What is needed
Locate each line in the items below that contains the word "wall", and copy every such line.

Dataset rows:
○ ○ ○ ○
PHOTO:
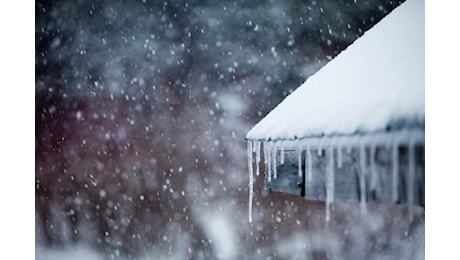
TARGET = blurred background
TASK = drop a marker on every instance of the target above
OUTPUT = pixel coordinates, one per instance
(141, 108)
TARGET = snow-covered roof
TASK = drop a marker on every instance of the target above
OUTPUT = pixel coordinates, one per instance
(375, 84)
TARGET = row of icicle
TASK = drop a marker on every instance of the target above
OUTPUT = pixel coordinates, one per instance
(271, 148)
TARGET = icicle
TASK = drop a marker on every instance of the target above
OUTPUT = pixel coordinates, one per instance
(266, 161)
(330, 182)
(282, 153)
(374, 175)
(320, 148)
(411, 177)
(339, 156)
(395, 164)
(310, 166)
(251, 179)
(299, 160)
(275, 174)
(269, 160)
(257, 157)
(362, 177)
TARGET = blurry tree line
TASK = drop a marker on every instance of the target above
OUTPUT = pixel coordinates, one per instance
(141, 107)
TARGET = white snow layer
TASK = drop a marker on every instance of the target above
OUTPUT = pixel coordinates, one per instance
(378, 80)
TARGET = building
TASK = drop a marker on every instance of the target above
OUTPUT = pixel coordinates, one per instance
(355, 130)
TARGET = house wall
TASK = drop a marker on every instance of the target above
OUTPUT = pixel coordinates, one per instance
(371, 173)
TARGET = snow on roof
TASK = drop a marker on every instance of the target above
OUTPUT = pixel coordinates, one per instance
(376, 83)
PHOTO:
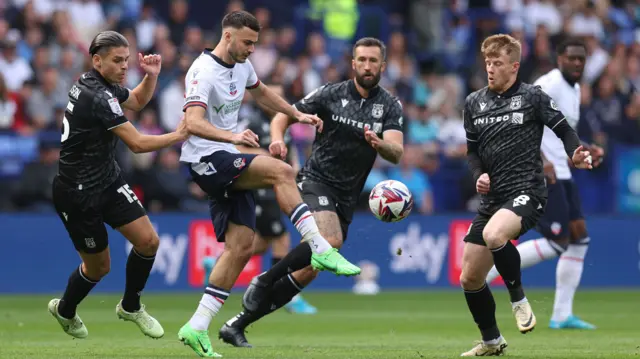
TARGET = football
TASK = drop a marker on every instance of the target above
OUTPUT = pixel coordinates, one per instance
(390, 201)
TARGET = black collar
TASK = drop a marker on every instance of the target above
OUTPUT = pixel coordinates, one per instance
(209, 52)
(100, 78)
(356, 95)
(512, 90)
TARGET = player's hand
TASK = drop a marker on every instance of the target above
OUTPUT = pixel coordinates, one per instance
(597, 154)
(312, 120)
(549, 172)
(483, 184)
(278, 149)
(372, 138)
(151, 64)
(182, 130)
(246, 137)
(582, 158)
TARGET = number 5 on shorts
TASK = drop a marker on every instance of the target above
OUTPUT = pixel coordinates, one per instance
(127, 192)
(521, 200)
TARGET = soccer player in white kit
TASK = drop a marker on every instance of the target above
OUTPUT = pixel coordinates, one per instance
(563, 225)
(215, 87)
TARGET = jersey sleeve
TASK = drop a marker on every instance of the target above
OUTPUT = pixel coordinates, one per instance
(121, 93)
(198, 88)
(313, 102)
(252, 80)
(108, 111)
(546, 109)
(394, 118)
(467, 116)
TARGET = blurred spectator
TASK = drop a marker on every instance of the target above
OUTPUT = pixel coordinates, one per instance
(11, 111)
(433, 62)
(15, 69)
(33, 190)
(416, 180)
(45, 100)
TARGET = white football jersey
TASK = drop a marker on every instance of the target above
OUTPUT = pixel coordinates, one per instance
(219, 88)
(567, 98)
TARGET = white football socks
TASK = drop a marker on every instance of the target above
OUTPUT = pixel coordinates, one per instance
(531, 252)
(302, 218)
(210, 304)
(568, 275)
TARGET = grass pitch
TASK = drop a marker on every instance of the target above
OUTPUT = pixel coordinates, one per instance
(407, 325)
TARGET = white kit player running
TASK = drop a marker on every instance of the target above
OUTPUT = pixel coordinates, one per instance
(215, 86)
(563, 225)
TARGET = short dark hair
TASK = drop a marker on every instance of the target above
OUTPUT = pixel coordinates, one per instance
(568, 42)
(240, 19)
(105, 40)
(370, 42)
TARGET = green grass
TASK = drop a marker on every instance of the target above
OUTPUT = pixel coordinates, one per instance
(412, 325)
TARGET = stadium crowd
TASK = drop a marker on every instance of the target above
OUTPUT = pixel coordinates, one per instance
(432, 63)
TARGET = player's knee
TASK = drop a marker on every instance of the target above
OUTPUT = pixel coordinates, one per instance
(471, 281)
(148, 244)
(284, 172)
(494, 237)
(305, 275)
(97, 270)
(562, 243)
(241, 249)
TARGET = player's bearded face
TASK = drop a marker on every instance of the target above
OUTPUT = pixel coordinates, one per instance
(501, 71)
(572, 62)
(113, 64)
(368, 65)
(242, 44)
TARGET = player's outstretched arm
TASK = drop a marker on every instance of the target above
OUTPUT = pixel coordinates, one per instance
(142, 94)
(139, 143)
(391, 148)
(270, 99)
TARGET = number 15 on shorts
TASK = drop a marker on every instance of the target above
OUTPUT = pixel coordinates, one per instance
(129, 194)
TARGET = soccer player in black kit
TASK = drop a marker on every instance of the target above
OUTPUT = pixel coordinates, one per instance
(361, 120)
(504, 125)
(89, 190)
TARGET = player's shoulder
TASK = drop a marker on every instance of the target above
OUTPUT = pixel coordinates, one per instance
(92, 89)
(476, 97)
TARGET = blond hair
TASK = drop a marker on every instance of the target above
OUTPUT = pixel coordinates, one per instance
(495, 45)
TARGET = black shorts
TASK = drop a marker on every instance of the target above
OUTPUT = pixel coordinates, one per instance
(563, 207)
(84, 214)
(529, 207)
(320, 197)
(214, 174)
(269, 221)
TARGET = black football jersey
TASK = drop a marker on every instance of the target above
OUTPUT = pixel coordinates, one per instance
(340, 156)
(507, 130)
(87, 154)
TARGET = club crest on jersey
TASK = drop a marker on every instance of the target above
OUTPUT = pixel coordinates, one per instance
(516, 102)
(239, 163)
(377, 111)
(377, 127)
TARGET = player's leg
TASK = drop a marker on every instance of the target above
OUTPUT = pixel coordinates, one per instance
(84, 225)
(476, 262)
(260, 299)
(515, 218)
(123, 211)
(570, 267)
(273, 233)
(265, 171)
(234, 222)
(553, 225)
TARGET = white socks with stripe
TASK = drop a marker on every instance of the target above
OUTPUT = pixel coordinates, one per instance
(568, 275)
(302, 218)
(211, 302)
(531, 253)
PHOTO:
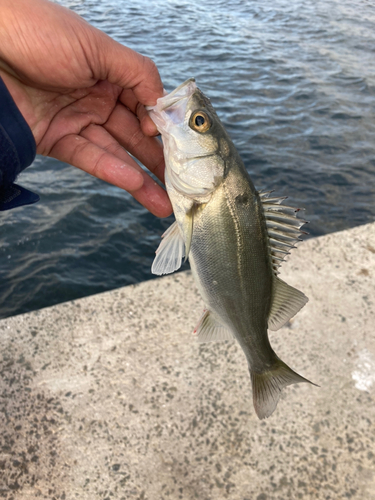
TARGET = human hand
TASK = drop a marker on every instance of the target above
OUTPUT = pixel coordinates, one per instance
(83, 96)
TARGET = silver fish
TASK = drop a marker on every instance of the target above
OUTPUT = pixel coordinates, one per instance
(234, 237)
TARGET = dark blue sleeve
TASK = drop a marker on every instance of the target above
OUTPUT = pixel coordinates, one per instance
(17, 151)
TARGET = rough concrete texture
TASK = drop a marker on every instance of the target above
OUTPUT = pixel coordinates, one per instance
(110, 397)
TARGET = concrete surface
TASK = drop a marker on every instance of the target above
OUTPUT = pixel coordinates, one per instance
(110, 397)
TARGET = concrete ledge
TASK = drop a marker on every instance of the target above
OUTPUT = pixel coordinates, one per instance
(110, 397)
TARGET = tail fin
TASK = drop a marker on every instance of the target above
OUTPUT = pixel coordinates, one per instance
(267, 386)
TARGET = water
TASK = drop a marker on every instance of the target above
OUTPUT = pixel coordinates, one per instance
(292, 80)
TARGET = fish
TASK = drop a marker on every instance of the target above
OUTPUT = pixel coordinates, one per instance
(234, 237)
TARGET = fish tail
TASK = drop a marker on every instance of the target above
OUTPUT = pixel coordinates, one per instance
(267, 386)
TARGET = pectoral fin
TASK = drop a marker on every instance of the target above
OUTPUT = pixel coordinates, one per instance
(286, 302)
(170, 252)
(209, 329)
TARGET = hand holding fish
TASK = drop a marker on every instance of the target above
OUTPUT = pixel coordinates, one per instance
(83, 96)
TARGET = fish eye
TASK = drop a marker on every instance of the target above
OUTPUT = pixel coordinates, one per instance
(200, 121)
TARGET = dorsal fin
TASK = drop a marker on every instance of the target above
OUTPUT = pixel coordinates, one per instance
(283, 227)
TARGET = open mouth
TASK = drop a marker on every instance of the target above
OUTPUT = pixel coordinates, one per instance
(172, 107)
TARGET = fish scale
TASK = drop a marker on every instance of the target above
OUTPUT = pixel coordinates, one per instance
(234, 237)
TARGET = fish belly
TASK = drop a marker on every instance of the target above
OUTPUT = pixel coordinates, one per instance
(231, 265)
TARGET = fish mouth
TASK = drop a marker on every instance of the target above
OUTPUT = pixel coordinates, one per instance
(172, 107)
(183, 91)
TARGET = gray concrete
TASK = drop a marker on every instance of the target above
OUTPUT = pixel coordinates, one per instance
(110, 397)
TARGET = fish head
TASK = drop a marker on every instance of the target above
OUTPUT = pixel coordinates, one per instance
(195, 141)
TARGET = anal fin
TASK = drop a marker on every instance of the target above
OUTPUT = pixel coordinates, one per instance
(286, 302)
(267, 386)
(209, 329)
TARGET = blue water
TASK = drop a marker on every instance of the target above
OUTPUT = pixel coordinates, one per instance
(292, 80)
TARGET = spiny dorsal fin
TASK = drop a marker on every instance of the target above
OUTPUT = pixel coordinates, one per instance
(283, 227)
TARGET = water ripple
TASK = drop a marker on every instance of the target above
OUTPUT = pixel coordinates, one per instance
(293, 82)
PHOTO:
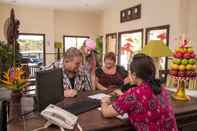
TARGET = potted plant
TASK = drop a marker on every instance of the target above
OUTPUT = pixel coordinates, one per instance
(6, 57)
(14, 81)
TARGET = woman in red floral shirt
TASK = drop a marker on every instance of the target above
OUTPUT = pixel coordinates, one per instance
(147, 104)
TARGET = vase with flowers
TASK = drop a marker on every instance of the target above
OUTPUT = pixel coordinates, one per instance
(13, 80)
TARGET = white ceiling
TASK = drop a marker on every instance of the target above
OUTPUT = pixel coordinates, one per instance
(77, 5)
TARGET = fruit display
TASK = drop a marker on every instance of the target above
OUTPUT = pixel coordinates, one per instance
(184, 62)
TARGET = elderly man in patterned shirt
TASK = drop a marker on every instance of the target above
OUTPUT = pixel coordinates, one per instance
(74, 79)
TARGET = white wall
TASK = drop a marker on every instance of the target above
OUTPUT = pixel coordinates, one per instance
(154, 13)
(53, 23)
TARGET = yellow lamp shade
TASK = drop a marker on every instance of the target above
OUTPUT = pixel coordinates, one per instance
(58, 45)
(156, 48)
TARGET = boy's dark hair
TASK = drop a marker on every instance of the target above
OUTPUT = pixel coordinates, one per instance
(144, 68)
(111, 56)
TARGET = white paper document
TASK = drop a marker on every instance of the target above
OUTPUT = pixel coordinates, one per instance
(125, 116)
(98, 96)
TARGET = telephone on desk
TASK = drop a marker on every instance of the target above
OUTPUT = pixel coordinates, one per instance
(60, 117)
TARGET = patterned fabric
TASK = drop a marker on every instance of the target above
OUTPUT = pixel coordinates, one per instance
(82, 80)
(146, 111)
(116, 79)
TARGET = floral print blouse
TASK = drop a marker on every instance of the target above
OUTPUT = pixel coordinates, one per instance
(146, 111)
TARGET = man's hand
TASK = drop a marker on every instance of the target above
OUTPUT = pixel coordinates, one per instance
(106, 100)
(70, 93)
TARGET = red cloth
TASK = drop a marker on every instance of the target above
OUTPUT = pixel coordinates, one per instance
(146, 111)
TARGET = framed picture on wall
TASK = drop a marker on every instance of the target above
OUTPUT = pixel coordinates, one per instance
(130, 43)
(111, 43)
(159, 33)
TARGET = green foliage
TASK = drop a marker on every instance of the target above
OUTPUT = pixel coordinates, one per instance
(6, 57)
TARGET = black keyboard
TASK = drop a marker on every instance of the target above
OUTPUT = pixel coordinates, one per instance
(83, 106)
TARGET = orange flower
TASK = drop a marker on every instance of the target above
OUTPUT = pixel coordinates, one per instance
(13, 79)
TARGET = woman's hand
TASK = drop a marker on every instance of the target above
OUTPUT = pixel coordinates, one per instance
(117, 92)
(106, 100)
(70, 93)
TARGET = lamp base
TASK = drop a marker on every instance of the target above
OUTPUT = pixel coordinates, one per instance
(180, 93)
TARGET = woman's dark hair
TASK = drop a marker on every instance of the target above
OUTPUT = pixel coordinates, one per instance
(110, 56)
(144, 68)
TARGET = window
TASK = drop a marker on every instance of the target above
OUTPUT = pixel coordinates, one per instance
(111, 42)
(74, 41)
(130, 43)
(32, 48)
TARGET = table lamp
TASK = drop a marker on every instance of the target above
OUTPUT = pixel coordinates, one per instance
(58, 46)
(156, 49)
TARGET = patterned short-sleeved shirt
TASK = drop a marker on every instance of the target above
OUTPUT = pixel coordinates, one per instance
(146, 111)
(81, 81)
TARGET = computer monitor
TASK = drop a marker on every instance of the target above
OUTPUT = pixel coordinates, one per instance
(49, 88)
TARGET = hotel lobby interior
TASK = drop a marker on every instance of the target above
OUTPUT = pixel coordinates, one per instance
(41, 41)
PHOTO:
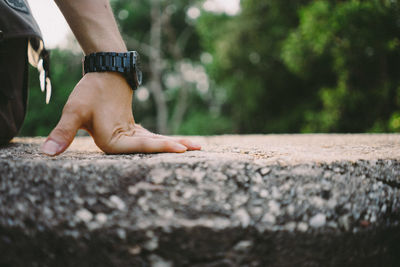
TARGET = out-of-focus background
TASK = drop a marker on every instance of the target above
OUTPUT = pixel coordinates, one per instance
(249, 66)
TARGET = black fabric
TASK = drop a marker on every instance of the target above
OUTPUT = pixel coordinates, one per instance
(17, 29)
(13, 87)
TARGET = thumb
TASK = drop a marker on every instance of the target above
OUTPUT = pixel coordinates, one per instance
(62, 135)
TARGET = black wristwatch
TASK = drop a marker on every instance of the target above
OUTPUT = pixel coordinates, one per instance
(128, 64)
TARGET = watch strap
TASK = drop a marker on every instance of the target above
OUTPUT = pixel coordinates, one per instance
(108, 61)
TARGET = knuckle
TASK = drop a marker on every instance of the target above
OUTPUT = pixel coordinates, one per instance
(61, 133)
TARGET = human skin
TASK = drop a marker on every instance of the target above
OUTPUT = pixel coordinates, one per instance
(101, 103)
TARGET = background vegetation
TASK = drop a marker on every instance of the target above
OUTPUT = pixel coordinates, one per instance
(277, 66)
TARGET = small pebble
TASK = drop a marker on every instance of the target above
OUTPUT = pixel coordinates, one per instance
(84, 215)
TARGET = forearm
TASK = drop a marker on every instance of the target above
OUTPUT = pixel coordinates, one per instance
(93, 25)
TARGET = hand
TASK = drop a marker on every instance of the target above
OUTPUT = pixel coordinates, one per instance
(101, 103)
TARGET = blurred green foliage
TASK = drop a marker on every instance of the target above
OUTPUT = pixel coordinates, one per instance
(277, 66)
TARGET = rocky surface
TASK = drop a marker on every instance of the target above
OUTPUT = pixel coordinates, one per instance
(272, 200)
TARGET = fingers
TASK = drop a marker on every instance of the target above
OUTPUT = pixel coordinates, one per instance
(189, 144)
(129, 144)
(62, 135)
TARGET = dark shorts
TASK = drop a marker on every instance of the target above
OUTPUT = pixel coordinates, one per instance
(13, 87)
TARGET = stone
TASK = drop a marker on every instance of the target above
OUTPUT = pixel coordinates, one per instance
(318, 220)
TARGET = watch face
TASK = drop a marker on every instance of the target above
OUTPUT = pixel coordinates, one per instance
(138, 73)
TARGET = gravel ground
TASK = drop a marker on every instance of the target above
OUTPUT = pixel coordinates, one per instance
(259, 200)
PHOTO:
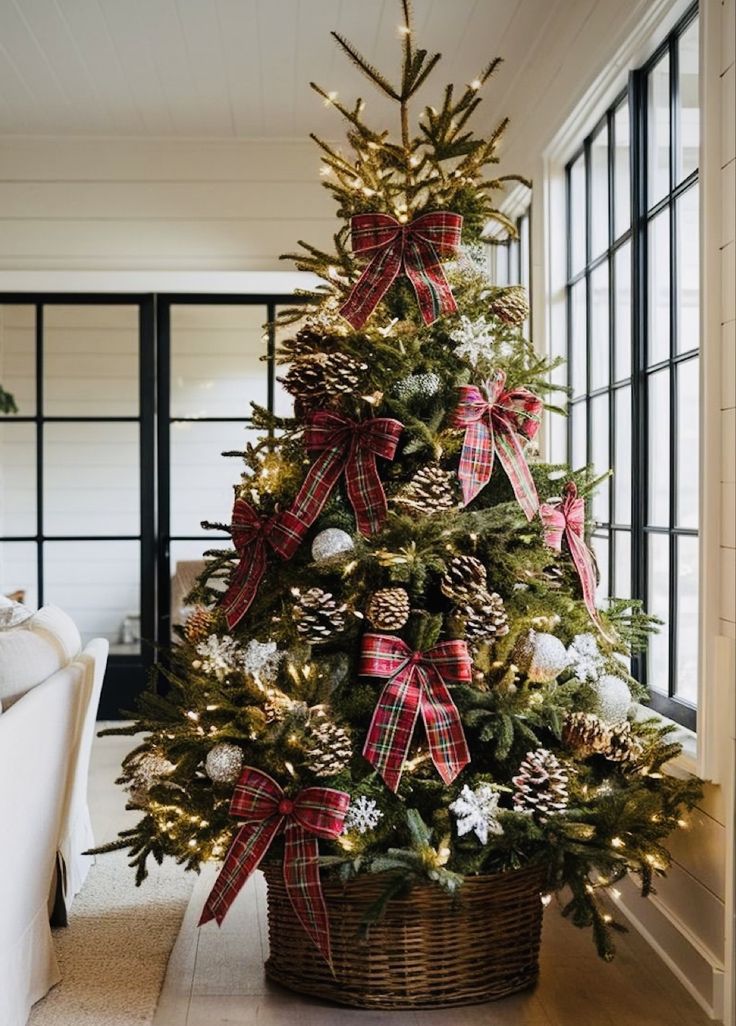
○ ○ ○ ○
Exercise solution
TARGET = house wall
TARGET = white wall
TARGET = framed picture on wall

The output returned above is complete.